I thought the Greenwich was the Samuelsohn undated 3/2, or maybe it is the Greenwich II. Either way, I agree about the shoulders. I am thinking about a Samuelsohn MTM for my next suit


----------



## Hayek (Jun 20, 2006)

The Greenwich I saw (at Wm. Fox in DC) was a 2 button darted number. I asked about the Greenwich II but was told that that was probably just to signify a Greenwich with two buttons.


----------



## Himself (Mar 2, 2011)

Most people have no idea how to go about shopping for MTM... where to go, who to call, what to ask for...


----------



## Haffman (Oct 11, 2010)

peterc said:


> A quick word to echo the comments of members who said that good OTR that fits you is something to keep an eye on. Both Polo blue label (44R) and black label (46R) fit me very nicely indeed. The jacket on the 46R required shortening, but my new tailor did an expert job on it.


Like you, I also find that the trick with Black Label is to go up one size


----------



## Himself (Mar 2, 2011)

Dr. D said:


> I'm saddened but frankly not surprised to hear these stories. Sadly, Press just isn't what it used to be.
> 
> On the other hand, I just received a fantastic emblematic bow tie and a shaggy dog for Christmas. Everything isn't bad at Press, you just have to be careful what you buy there. For me it's a similar situation at Brooks, where I used to get many things and now just drop in once a year to stock up on some OCBDs and striped repps.


True everywhere, especially for this crowd, with our out-of-the-mainstream taste.

Home runs aside, I'd say Press has the higher batting average.


----------



## peterc (Oct 25, 2007)

Haffman said:


> Like you, I also find that the trick with Black Label is to go up one size


Yes. The bad part is having to shorten the jacket. Delicate operation which requires an expert hand. Fortunately, I have finally found such a tailor. I will also add that the fabric on my RL Black Label suit - a navy gabardine - is absolutely stunning. I have never seen fabric like that.

Double also: Ordered a pair of black flannel, forward pleated, side tabbed trousers from the Polo shop here in SF. They arrived ON TIME TO THE WEEK and were flawless. Not cheap, but I have been looking for a pair of black flannel forward pleat trousers with side tabs for a few years now. Polo did not disappoint.


----------



## kforton (Oct 26, 2005)

Andover Shop is the answer if you are anywhere near Boston. MTM from Hertling--true quality. You can even order OTR Hertling from Andover. Best buy for the money, really.
+-------+
_EXERCISE A_. List each line of the listing below that contains the word "manager", where case counts.

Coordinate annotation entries
+-------+
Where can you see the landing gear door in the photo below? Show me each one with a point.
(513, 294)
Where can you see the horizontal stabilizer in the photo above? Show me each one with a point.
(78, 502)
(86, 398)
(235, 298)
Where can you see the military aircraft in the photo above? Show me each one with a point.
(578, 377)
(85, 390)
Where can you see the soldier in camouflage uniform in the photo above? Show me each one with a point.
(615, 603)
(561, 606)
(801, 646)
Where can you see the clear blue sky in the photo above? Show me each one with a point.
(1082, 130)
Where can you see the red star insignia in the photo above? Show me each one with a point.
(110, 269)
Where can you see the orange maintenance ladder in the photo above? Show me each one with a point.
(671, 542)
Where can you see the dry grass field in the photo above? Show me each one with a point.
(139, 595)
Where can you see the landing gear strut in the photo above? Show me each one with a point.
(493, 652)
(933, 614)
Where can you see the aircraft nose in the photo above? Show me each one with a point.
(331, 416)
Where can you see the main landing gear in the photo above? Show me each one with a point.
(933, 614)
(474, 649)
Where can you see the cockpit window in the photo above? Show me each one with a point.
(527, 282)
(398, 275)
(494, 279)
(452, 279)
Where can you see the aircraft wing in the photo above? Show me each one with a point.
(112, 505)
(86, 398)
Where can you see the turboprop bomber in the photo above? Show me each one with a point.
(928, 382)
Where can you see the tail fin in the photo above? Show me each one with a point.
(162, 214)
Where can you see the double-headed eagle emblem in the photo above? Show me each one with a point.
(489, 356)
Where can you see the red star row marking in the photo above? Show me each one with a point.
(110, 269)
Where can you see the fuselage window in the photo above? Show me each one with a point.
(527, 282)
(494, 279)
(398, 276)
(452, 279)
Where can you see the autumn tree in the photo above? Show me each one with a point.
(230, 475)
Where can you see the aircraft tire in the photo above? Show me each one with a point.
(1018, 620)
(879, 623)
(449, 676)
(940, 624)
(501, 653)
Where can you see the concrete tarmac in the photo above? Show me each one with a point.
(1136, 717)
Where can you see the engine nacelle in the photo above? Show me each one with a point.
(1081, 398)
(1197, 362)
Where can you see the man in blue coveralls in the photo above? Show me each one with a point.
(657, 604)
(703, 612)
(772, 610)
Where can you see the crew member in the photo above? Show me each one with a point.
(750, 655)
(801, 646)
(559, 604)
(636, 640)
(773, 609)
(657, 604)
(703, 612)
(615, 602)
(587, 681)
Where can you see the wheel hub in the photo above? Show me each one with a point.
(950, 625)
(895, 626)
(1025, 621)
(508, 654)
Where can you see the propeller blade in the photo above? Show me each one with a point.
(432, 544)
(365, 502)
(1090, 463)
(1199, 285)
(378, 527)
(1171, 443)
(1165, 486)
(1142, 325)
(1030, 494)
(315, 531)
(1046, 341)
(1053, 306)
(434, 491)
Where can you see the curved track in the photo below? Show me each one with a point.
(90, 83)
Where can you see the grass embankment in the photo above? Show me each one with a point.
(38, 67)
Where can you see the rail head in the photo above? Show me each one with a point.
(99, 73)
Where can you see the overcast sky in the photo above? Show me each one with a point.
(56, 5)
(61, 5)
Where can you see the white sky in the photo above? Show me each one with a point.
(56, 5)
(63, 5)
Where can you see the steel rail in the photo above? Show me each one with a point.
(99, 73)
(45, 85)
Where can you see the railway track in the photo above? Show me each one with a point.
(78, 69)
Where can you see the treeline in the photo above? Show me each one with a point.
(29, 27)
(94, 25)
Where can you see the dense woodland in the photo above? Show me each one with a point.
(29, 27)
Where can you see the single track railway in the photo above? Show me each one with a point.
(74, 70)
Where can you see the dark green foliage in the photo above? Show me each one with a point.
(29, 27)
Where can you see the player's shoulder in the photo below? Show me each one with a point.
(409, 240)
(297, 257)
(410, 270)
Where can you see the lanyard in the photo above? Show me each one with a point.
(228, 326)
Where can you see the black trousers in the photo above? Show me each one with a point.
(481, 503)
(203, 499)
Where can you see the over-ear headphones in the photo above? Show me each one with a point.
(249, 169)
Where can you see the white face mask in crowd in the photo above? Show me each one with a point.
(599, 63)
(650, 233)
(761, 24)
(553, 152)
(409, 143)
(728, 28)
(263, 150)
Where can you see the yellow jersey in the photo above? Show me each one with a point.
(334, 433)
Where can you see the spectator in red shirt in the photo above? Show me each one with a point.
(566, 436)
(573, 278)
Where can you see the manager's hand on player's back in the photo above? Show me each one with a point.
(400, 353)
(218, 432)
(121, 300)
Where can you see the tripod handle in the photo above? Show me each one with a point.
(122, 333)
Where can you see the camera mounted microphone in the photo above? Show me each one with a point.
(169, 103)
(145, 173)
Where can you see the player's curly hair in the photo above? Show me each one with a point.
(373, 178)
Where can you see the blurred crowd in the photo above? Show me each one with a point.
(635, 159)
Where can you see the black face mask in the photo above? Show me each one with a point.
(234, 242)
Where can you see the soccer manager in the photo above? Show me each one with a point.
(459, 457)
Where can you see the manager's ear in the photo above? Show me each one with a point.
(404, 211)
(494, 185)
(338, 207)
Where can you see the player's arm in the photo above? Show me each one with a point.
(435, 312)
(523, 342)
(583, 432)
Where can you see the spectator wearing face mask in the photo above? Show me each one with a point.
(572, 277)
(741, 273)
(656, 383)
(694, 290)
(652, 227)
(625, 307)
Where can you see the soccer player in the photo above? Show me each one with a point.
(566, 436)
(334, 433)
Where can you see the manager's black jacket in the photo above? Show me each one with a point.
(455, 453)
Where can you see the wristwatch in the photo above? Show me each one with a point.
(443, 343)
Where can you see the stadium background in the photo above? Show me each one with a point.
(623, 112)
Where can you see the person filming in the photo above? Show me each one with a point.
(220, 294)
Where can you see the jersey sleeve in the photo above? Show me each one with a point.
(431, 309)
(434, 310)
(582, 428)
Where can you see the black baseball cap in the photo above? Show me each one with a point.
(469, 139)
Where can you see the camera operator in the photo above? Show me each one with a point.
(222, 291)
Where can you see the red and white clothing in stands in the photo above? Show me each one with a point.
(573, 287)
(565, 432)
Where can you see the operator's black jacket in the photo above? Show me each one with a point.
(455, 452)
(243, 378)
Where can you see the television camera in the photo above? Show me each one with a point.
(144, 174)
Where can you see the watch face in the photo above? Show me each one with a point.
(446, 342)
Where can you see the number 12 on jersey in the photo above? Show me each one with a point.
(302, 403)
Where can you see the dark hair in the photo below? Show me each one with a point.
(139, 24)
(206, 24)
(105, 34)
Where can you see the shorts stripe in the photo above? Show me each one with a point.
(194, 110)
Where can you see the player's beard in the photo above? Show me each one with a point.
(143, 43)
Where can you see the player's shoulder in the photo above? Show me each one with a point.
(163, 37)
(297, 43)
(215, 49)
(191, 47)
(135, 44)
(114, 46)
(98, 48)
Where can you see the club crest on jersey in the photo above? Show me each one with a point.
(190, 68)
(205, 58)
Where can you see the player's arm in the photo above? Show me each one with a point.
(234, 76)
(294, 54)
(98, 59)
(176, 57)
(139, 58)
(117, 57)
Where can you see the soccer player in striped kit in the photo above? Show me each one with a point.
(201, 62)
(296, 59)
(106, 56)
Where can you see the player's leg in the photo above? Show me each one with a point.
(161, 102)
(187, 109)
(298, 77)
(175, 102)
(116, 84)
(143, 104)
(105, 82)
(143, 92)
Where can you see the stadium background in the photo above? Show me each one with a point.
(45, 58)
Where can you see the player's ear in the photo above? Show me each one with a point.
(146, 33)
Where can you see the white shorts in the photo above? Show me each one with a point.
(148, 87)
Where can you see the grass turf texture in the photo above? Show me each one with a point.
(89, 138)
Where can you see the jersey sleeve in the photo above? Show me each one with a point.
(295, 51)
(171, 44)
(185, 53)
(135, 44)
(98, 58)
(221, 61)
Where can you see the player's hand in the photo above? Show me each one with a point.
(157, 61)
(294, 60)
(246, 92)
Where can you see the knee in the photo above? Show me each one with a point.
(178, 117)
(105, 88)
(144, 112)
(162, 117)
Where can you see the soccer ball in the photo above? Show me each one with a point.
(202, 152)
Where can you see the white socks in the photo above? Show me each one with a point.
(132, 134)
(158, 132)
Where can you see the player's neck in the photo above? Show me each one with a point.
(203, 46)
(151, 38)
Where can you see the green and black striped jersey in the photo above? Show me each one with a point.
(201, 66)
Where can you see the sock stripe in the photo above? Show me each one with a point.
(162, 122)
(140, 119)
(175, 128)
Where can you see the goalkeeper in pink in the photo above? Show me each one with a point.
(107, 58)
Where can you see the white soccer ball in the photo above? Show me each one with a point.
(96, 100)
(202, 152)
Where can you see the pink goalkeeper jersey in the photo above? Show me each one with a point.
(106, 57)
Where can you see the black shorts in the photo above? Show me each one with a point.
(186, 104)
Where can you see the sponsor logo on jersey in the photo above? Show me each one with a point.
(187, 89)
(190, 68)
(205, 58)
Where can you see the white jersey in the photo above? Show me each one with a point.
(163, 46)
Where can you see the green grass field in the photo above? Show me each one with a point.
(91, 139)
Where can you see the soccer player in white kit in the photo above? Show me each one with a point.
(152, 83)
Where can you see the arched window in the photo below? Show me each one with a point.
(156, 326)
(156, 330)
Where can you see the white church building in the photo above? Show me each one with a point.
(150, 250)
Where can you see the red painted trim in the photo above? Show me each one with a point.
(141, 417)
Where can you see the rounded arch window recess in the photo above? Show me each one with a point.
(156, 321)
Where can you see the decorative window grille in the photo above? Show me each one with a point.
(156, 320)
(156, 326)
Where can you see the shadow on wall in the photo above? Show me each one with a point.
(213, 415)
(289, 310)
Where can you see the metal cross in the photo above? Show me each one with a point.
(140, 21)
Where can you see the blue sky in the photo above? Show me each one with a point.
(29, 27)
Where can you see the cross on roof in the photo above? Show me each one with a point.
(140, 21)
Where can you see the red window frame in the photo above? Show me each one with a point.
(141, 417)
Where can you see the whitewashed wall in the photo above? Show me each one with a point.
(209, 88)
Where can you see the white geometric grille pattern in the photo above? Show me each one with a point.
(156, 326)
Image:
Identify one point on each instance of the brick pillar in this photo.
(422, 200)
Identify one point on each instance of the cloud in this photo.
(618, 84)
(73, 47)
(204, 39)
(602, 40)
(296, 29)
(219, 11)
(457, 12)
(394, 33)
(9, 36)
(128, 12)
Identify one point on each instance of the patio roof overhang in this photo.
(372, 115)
+-------+
_EXERCISE B_. Return the section of the menswear forum thread from "## Hayek (Jun" to "to ask for...", copied word for word.

_EXPECTED OUTPUT A_.
Where can you see the manager's hand on player's back in the photo above? Show me each one with a point.
Where can you see the soccer manager in the photo above? Show me each one with a point.
Where can you see the manager's ear in the photo above? Show me each one with a point.
Where can you see the manager's black jacket in the photo above? Show me each one with a point.

_EXPECTED OUTPUT B_.
## Hayek (Jun 20, 2006)

The Greenwich I saw (at Wm. Fox in DC) was a 2 button darted number. I asked about the Greenwich II but was told that that was probably just to signify a Greenwich with two buttons.


----------



## Himself (Mar 2, 2011)

Most people have no idea how to go about shopping for MTM... where to go, who to call, what to ask for...